#### Problem statement
Reproduce verbatim the portion of the items below that opens with the line containing "Reviewer note: every instance of the white" and closes with the line containing "pixel 674 438", including both of those lines.

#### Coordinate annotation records
= = = = = = =
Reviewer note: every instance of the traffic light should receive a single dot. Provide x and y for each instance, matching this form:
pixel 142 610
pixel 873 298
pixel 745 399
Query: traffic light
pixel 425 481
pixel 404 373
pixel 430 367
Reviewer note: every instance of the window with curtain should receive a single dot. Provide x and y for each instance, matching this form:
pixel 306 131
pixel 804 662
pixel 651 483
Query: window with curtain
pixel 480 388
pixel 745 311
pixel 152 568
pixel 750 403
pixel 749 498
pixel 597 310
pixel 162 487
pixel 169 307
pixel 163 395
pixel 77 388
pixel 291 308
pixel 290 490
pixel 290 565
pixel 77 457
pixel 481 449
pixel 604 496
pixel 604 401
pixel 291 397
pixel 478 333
= = = = = = =
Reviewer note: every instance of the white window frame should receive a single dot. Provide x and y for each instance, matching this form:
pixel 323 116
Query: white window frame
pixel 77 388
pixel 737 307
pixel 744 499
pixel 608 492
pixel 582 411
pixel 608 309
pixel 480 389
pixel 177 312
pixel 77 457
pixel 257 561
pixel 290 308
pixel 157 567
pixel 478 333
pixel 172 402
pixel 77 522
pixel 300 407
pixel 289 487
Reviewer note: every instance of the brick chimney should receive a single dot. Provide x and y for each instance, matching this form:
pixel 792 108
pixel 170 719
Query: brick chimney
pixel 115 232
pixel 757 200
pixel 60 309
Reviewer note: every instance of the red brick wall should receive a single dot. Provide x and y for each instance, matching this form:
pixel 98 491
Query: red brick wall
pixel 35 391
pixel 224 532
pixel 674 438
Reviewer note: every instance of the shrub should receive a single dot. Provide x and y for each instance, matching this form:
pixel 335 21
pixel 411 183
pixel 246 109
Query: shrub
= = = = = = =
#### Solution to the exercise
Reviewer note: every instance of the white window frame should receive a single dot. Provide x and y for each instance, matching this form:
pixel 323 116
Query: white window frame
pixel 77 388
pixel 737 307
pixel 744 499
pixel 608 492
pixel 582 411
pixel 608 309
pixel 480 389
pixel 177 312
pixel 77 457
pixel 257 561
pixel 290 308
pixel 157 567
pixel 478 333
pixel 172 402
pixel 77 522
pixel 300 407
pixel 289 487
Reviewer note: every instance of the brick chimney should receive a single dot. Provide x and y for each instance, matching this form:
pixel 792 108
pixel 170 719
Query: brick chimney
pixel 115 232
pixel 757 200
pixel 60 309
Reviewer note: every instance of the red brick wall should receive a single dot. Provide x and y for each instance, matching this form:
pixel 98 491
Query: red brick wall
pixel 35 391
pixel 224 532
pixel 674 438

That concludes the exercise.